* Task item
Every line below that includes the word "clicks" needs to be copied.

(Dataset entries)
- - -

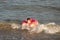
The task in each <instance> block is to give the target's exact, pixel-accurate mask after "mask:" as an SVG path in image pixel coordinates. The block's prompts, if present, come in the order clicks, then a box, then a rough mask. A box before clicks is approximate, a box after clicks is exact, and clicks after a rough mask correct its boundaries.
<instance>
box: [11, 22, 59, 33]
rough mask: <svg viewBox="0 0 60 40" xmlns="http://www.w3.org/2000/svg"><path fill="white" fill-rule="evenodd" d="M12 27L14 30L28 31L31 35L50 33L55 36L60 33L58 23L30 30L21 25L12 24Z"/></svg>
mask: <svg viewBox="0 0 60 40" xmlns="http://www.w3.org/2000/svg"><path fill="white" fill-rule="evenodd" d="M11 27H12V28H13V29H20V28H21V29H22V30H23V29H27V30H28V31H29V32H30V33H32V32H35V33H41V32H42V31H44V33H49V34H55V33H57V32H60V26H58V25H57V24H56V23H47V24H39V25H38V26H37V27H35V28H29V27H26V26H25V27H22V26H21V25H19V24H16V23H12V24H11Z"/></svg>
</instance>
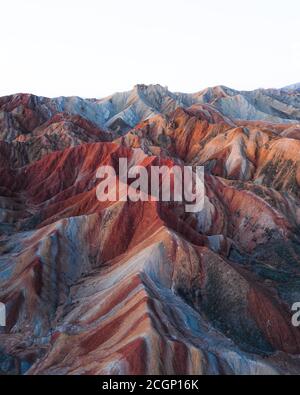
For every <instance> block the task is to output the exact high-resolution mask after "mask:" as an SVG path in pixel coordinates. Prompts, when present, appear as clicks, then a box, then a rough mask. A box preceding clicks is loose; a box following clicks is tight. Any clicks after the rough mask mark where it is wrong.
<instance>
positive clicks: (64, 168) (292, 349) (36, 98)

- - -

* Written reply
The task in each <instance> block is to give the target's exact, pixel-accurate mask after "mask:" as an SVG path in image pixel coordinates. The block's prompts, if present, come in the order clicks, then a box, then a rough mask. A box before clicks is approximate, a box after clicks is exact, and clicks after a rough mask correct its boundaries.
For every <instance> block the task is to output the exact high-resolution mask after "mask:" as an SVG path in pixel coordinates. Prompts, when present, appear as clicks, then a box, then a rough mask. A box preceding clicks is loose; a box following clicks is tight. Any clicks after the rough mask mark where it is wrong.
positive clicks: (64, 168) (292, 349) (36, 98)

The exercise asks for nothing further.